ESERCIZIO ASSEGNATO: Nel testo sull'Economia Circolare, quale variazione della circolarità nel mondo indica il Circularity Gap 2023 e in quanti anni?

TESTO FORNITO:
━━━━━━━━━━
Nell’agone della battaglia climatica se, da una parte, alcune soluzioni riscuotono sia consenso che dissenso, in modo anche vibrante (vedi la mobilità elettrica), l’Economia Circolare appare dai più considerata separata, rischiando la scarsa rilevanza, ma mai è contrastata in modo frontale. Si levano tuttavia voci di preoccupazione per le difficoltà in cui la stessa “grande Europa” si dibatte o potrebbe trovarsi a farlo con l’emergere di freni o carenze per l’Economia Circolare, che rischiano di limitarne l’avanzata o la portata: l’aggiornamento della direttiva Ue sui rifiuti, che ha ridotto alcune ambizioni (quale il target Ue di rigenerazione per gli oli usati); il report della Banca Mondiale che segnala esigenze e difficoltà su 4 parametri chiave (Istituzioni, Informazione, Incentivi e Finanza); il Circularity Gap 2023 che indica una riduzione della circolarità nel mondo in 5 anni dal 9% al 7 per cento. Su queste pagine, nelle scorse settimane un articolo a firma di Urbinati e Zerbino (6 gennaio 2023) ha evocato il rischio di rebound, ovvero di un maggior ricorso alle risorse naturali favorito dalla economicità di quelle da rifiuto, con conseguente incremento dei consumi di materie prime “vergini”.
━━━━━━━━━━
Record:
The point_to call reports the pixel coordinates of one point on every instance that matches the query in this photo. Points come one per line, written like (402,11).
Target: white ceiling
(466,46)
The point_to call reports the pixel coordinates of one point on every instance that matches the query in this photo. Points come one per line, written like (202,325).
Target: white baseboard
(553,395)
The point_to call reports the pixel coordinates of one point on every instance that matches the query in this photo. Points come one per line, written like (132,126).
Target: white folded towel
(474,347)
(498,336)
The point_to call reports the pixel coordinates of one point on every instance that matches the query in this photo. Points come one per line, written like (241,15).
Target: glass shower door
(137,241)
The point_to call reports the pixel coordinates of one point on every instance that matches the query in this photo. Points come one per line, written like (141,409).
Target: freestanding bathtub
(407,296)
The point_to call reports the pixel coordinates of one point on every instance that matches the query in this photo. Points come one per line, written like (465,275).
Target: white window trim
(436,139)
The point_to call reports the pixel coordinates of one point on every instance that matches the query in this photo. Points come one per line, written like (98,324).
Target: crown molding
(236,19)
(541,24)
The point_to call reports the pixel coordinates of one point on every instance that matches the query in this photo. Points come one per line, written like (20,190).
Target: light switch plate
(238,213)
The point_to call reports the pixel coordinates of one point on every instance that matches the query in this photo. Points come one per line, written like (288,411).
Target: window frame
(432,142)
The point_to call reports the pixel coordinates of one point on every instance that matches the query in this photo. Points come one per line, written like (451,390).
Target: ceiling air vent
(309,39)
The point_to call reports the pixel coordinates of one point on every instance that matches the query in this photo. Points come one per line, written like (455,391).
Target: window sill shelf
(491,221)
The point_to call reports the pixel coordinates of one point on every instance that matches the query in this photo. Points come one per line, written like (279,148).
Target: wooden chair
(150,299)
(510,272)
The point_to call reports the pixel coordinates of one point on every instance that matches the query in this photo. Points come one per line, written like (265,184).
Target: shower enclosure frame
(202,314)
━━━━━━━━━━
SOLUZIONE PROPOSTA: Una riduzione dal 9% al 7 per cento in 5 anni.